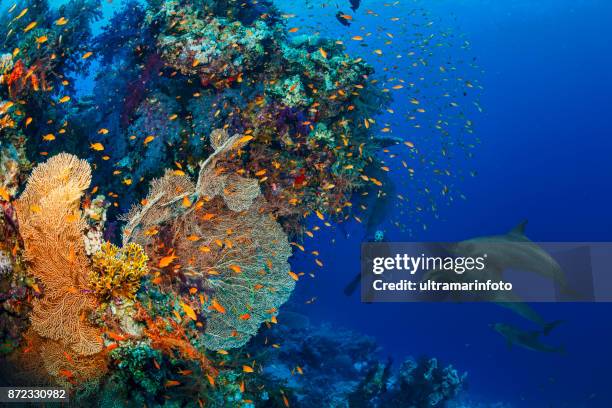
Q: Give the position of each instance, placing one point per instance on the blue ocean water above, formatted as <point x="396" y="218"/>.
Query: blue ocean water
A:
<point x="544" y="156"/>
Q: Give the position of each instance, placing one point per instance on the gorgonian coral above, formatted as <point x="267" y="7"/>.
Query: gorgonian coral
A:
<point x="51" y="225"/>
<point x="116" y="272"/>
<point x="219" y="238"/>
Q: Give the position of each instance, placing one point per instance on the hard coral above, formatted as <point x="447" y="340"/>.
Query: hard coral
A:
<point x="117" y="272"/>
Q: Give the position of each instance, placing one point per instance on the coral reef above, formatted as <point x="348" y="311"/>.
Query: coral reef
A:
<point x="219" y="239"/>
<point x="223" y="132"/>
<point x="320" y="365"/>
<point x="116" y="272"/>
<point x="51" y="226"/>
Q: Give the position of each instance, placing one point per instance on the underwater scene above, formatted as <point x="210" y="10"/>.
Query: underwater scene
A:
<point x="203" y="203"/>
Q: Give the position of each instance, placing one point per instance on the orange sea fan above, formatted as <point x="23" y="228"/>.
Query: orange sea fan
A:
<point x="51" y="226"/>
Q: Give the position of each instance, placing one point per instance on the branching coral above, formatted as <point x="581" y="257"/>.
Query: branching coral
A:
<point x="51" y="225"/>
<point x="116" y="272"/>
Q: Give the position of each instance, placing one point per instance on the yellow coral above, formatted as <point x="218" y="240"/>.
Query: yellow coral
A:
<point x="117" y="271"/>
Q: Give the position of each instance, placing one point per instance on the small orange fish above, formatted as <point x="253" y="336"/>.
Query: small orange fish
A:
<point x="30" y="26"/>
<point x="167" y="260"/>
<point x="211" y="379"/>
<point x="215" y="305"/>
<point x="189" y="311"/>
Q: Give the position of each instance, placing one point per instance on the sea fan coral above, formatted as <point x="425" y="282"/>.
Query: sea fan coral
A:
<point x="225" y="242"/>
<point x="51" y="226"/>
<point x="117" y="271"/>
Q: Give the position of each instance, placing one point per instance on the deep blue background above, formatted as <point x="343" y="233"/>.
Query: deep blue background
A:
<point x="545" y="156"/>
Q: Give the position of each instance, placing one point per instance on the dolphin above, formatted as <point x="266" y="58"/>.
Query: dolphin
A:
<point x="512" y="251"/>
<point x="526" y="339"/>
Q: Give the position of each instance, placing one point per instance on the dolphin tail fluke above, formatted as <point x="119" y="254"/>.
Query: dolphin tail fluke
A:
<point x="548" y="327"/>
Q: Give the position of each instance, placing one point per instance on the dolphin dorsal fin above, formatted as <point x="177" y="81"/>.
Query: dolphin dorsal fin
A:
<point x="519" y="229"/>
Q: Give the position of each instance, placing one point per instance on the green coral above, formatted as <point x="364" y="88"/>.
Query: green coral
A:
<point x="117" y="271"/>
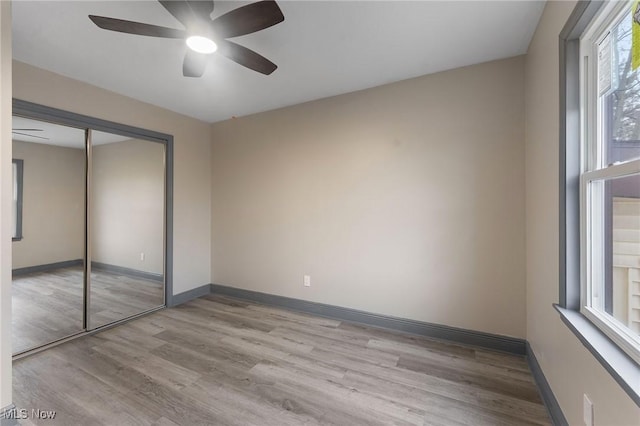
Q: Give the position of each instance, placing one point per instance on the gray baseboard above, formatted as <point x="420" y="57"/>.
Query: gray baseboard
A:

——————————

(Problem description):
Begin with the line that contains "on the yellow" and copy every line through the end of the listing, exactly as written, both ends included. Pictures are not part of the copy.

(Exercise solution):
Q: Give the position of each instance, placing one point per instance on the yellow coral above, formatted as <point x="218" y="240"/>.
Query: yellow coral
A:
<point x="117" y="271"/>
Q: Give the position of each instance, placing one point per instance on the small orange fish above, formatted as <point x="253" y="336"/>.
Query: small orange fish
A:
<point x="30" y="26"/>
<point x="167" y="260"/>
<point x="211" y="379"/>
<point x="215" y="305"/>
<point x="189" y="311"/>
Q: Give the position of each instance, placing one point per instance on the sea fan coral above, formatted as <point x="425" y="282"/>.
Query: sea fan coral
A:
<point x="225" y="242"/>
<point x="51" y="226"/>
<point x="117" y="271"/>
Q: Give the position of each instance, placing one point per instance on the deep blue background above, formatted as <point x="343" y="233"/>.
Query: deep blue background
A:
<point x="545" y="156"/>
Q: Give the position of each instance, placing one point per instance on the dolphin above, formatted as <point x="266" y="58"/>.
Query: dolphin
A:
<point x="512" y="251"/>
<point x="526" y="339"/>
Q: Give the position of each instance, placing one point per instance on the dolphin tail fluke above, formatted as <point x="119" y="254"/>.
Query: dolphin tail fluke
A:
<point x="548" y="327"/>
Q: Give the position of each instance, placing one point per instance on the dolphin dorsal fin above, formatted as <point x="177" y="81"/>.
Query: dolphin dorsal fin
A:
<point x="519" y="229"/>
Q: Give the position of each instance, placing one point per instance on the green coral above, formatted as <point x="364" y="88"/>.
Query: green coral
A:
<point x="117" y="271"/>
Q: Give the position of each instance, placing one point per instance on the gray baseboard above, formatted as <point x="420" y="57"/>.
Query: gray baseboard
A:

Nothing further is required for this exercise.